### Source document
================================

This is the last in a series of six blogs comparing the New York State and Californian energy and regulatory policies

Catherine Mitchell, IGov Team, 21st June 2017

This is the sixth blog in a blog series comparing CA and NYS energy and regulatory policies. The first blog provides an overview of the series, with links. The second blog provides an update of the NYS regulatory process, the NY REV. The third blog provides an overview of the Californian energy and regulatory process. The fourth blog provides a high level comparison of the principles and key actions of CA and NYS energy policy. The fifth blog provides a detailed comparison of the CA distribution resource plan (DRP) and the NYS distribution system implementation plan (DSIPs). This blog provides more detail about the potential distribution utility functions, and their names.

As described in the last blog, both CA and NYS have instituted a regulated process to reveal their DER resource and value. In both cases, they have required distribution utilities to undertake distribution resource plans, and have given them a couple of years to complete them. It seems to IGov that the GB Regulator should require the GB distribution utilities to undertake a similar, regulated process for their areas for two important reasons:

  • Flexibility is central to a sustainable, secure and affordable energy system. Accessing flexibility value is the bottleneck of the transition to the system. The essential first step is finding out what that DER resource is of each distribution area, in a coherent and joined up way across GB – DNO by DNO area. As a recent blog about RIIO argued, the LCNF projects and pilots have not led to any substantial movements forward in terms of active DNO operation – despite their expense. GB should move beyond these pilots and regulate to produce DNO distribution resource plans – just like CA or NYS.
  • Secondly, the basis of a successful distribution market facilitating function (ie a distribution service provider, distribution system provider etc) is knowledge about the DER in the local area, and its value at different times of the day.

 

The DRP / DSIPs are therefore the essential building block of a successfully functioning distribution market facilitator. IGov would argue that these distribution market facilitators are an essential dimension of transforming the energy system.

================================

### Short exercise 1
In the blog on California and New York State energy policy, what does the fifth blog in the series compare?
### Short exercise 2
Continue the blog on California and New York State energy policy from its final sentence.

================================

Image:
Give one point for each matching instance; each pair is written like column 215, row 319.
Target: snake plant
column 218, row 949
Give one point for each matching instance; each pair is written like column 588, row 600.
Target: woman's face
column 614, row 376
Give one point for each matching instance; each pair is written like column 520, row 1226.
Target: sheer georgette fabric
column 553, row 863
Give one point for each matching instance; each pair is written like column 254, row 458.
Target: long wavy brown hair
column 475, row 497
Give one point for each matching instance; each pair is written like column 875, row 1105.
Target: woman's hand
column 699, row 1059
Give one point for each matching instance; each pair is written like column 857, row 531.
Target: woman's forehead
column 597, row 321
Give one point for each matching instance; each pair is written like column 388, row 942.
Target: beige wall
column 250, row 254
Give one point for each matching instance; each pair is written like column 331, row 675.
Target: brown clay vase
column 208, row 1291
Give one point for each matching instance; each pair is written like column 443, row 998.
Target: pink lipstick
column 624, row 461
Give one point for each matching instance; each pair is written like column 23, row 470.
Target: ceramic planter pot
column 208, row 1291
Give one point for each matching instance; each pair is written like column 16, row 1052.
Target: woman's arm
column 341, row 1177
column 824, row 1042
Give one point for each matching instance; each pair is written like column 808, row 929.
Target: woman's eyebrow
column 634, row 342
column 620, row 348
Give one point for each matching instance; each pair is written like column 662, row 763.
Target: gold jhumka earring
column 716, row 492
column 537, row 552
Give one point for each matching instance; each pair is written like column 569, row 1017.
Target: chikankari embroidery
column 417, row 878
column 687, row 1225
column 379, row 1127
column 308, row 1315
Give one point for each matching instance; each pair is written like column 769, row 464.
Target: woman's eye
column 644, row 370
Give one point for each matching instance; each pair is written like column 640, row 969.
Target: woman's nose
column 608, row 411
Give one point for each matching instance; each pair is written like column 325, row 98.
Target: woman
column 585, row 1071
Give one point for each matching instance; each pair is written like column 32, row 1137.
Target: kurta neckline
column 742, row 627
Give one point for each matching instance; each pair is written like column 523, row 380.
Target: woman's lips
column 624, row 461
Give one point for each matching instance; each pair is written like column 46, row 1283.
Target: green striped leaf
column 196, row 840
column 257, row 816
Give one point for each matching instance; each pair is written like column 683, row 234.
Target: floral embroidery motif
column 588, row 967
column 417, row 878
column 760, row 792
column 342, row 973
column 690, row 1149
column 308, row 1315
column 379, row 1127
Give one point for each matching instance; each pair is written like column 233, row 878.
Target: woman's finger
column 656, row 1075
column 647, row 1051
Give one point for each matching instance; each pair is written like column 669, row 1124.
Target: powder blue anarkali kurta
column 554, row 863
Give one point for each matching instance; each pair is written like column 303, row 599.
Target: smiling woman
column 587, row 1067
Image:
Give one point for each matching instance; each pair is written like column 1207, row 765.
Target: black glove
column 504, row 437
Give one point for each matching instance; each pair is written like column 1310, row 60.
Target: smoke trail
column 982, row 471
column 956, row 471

================================

### Answer 1
It compares the CA distribution resource plan (DRP) with the NYS distribution system implementation plan (DSIPs).

### Answer 2
Why the name and function matters

The names

Acronyms for the next, active stage in the life of distribution network operators (DNO) abound. For example, there is a traditional distribution system operator (DSO); a distribution systems orchestrator (DSO); a distributed system provider (DSP); a distribution systems provider platform (DSPP); a distribution service provider (DSP) – and no doubt many more. All of these acronyms mean something different to the countries, US States or discussions they are used in.

What really matters is not so much the name but what the function of the different acronyms is meant to encompass, and how they are regulated. This is because distribution functions can vary enormously and have huge implications for energy system development – including choice, and cost, for customers.

In general, fairly or unfairly, the standard distribution utility or DNO tends to be viewed as a conservative, passive, low risk investment which makes their money broadly from a rate of return on their asset base, and to a lesser degree from a distribution charge per unit of energy which passes across their wires. Their financial interest, again stated in a rather bald way, was perceived to be adding capital assets and selling units. This has led to charges of ‘gold-plating’ by distribution utilities – adding unnecessary assets, paid for by customers, in order that they make a greater return. Thus, in general – even without gold plating – their preference – in the absence of any performance based incentives – is to add capital to the assets rather than to encourage reduced demand or load shifting which should, all things being equal, reduce the need for infrastructure expenditure. In GB, the regulatory basis has changed from RPI-X to RIIO to try to counter this – albeit with limited success.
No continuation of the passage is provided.